■ **Given instruction**
Could you output, unchanged, the lines below from the one containing "Q: Point out each instance of the monstera" through the last line, with both ends included?
— start of Source data —
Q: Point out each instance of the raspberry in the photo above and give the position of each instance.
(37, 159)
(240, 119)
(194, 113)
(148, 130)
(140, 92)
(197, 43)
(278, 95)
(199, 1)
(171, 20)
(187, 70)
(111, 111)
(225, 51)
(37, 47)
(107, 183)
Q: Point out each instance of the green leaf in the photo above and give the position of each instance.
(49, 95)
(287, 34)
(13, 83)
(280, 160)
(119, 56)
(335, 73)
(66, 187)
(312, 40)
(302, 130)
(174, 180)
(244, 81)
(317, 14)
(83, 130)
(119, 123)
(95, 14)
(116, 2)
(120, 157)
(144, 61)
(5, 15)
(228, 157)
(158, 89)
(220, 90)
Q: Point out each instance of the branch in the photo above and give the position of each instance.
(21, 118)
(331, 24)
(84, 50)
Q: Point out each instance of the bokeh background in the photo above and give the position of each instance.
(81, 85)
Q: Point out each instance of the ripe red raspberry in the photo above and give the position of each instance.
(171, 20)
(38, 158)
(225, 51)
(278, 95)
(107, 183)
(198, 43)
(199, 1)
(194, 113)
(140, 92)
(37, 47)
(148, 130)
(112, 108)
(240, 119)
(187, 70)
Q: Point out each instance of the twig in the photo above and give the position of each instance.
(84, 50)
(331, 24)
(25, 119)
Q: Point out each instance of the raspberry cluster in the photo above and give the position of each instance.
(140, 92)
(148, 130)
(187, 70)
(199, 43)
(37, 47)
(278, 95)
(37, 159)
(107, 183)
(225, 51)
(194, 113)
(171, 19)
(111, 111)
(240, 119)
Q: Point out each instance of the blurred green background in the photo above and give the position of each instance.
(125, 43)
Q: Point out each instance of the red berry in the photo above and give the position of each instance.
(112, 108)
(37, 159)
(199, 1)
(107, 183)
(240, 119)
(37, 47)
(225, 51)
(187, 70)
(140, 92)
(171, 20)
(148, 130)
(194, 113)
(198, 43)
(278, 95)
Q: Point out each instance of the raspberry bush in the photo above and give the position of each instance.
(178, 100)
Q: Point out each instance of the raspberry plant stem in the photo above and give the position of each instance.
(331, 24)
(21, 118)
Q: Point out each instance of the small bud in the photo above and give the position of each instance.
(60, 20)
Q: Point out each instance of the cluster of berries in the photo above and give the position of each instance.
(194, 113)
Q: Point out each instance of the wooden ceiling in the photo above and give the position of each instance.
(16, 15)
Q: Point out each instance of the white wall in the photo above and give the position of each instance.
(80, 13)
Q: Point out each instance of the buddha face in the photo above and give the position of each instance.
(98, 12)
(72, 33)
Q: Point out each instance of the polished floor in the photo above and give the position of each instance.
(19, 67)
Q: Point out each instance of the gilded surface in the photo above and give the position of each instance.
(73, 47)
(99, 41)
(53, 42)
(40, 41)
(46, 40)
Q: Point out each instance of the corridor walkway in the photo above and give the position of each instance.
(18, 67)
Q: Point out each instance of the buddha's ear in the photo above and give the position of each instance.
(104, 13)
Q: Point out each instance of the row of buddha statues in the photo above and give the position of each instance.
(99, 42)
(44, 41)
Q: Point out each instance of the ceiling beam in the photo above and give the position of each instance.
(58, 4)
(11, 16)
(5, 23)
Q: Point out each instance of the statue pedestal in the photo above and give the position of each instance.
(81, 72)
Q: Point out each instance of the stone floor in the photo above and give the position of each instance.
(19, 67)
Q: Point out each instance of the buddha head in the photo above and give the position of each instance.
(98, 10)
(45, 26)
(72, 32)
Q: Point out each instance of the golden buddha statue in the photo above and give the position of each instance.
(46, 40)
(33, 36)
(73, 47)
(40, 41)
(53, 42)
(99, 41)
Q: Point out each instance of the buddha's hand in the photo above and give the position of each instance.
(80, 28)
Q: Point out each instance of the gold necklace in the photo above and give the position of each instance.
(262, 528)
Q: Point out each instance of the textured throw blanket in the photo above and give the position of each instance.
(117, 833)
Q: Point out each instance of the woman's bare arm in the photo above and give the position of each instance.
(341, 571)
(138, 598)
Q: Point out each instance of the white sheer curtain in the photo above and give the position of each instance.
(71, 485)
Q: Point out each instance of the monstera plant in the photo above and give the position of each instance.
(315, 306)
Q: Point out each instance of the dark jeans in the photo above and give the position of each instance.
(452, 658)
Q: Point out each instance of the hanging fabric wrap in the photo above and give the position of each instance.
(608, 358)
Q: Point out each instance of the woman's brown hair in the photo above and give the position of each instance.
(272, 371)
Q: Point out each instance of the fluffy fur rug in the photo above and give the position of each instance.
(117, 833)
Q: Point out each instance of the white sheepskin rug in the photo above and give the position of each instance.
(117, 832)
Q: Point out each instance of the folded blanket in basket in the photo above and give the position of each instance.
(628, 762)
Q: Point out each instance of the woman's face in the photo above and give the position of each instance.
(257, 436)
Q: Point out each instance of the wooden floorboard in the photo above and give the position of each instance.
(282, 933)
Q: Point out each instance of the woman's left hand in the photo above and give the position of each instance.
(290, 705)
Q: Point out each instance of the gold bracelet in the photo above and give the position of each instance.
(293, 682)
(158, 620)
— end of Source data —
■ **Result for this task**
Q: Point out each instance of the monstera plant in the photo above and give the position of each instance.
(315, 306)
Q: Point out each instance of the dark jeans in the photo above and give the position of each instance.
(452, 658)
Q: Point out each instance of the hanging fabric wrap in the photo above and give the position of each instance.
(608, 358)
Q: Point out each instance of the woman's brown hair in the photo above and give the position of each instance.
(272, 371)
Q: Point out each instance of the fluffy fur rug in the photo above and give the position of each instance.
(117, 833)
Q: Point out each instance of the white sheepskin rug in the photo above and give the position of each instance.
(117, 832)
Q: Point out each instance of the folded blanket in basket in the photo above and give the position of each instance.
(628, 762)
Q: Point out each instance of the woman's face in the photo above and give the position of each instance.
(257, 436)
Q: Point out each instance of the wooden floorboard in the photo above and give the position of each instance.
(282, 933)
Q: Point out each instance of the woman's left hand in the photo above and give the position of each instance.
(290, 705)
Q: Point out each instance of the gold bracelet in the photo above and give the position of each instance.
(293, 682)
(158, 620)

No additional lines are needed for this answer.